> **Lines of data**:
···

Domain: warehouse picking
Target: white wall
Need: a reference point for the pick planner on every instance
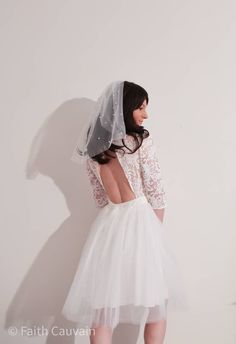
(56, 57)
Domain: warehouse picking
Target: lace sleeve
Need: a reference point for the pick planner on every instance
(99, 194)
(151, 174)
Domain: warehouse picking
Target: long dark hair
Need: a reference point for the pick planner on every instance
(133, 97)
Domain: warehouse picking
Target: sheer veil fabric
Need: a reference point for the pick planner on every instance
(105, 125)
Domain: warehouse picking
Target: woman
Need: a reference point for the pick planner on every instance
(126, 272)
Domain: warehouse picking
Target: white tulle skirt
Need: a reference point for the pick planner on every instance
(126, 273)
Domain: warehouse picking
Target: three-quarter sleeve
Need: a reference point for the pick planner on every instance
(99, 194)
(151, 174)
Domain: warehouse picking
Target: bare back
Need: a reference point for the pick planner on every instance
(115, 181)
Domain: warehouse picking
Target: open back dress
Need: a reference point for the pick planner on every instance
(126, 272)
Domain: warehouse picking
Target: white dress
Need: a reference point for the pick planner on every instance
(126, 270)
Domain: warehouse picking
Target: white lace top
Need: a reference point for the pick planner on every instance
(142, 170)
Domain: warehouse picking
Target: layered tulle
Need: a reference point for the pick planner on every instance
(126, 273)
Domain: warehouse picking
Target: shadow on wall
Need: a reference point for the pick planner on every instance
(43, 290)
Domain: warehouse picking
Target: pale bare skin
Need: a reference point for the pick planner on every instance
(118, 190)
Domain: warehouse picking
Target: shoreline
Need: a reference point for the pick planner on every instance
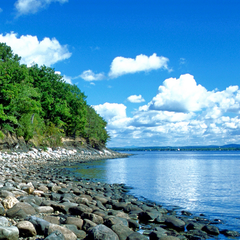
(80, 209)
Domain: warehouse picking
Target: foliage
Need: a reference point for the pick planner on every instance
(36, 101)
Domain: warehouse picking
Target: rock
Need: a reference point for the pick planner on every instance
(156, 235)
(2, 210)
(79, 233)
(26, 229)
(40, 224)
(168, 238)
(3, 222)
(75, 221)
(194, 226)
(122, 231)
(93, 217)
(20, 210)
(133, 224)
(9, 202)
(80, 209)
(174, 223)
(101, 232)
(112, 220)
(212, 230)
(196, 234)
(9, 233)
(136, 236)
(57, 235)
(150, 216)
(230, 233)
(44, 209)
(68, 234)
(88, 224)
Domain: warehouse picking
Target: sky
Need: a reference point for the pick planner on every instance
(160, 72)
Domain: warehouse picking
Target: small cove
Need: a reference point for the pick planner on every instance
(199, 182)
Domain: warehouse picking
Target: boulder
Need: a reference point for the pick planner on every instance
(174, 223)
(9, 233)
(9, 202)
(26, 229)
(57, 235)
(68, 234)
(212, 230)
(20, 210)
(102, 232)
(78, 222)
(136, 236)
(122, 231)
(40, 224)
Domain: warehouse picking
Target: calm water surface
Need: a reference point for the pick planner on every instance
(199, 182)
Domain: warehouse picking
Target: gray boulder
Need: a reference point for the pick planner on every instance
(26, 229)
(212, 230)
(136, 236)
(9, 233)
(20, 210)
(174, 223)
(57, 235)
(102, 232)
(40, 224)
(122, 231)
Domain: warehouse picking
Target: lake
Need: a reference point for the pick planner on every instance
(199, 182)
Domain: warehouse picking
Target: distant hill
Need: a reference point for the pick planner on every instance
(228, 147)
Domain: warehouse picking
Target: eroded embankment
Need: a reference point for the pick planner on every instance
(39, 201)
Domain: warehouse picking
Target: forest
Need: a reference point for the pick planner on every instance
(37, 102)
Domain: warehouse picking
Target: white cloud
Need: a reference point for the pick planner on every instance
(89, 75)
(135, 99)
(121, 65)
(111, 111)
(32, 6)
(182, 113)
(46, 52)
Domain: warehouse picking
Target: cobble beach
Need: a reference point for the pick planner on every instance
(39, 200)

···

Select every line in the listing that contains the word "dress".

> **SOLUTION**:
Target: open back dress
Target: white dress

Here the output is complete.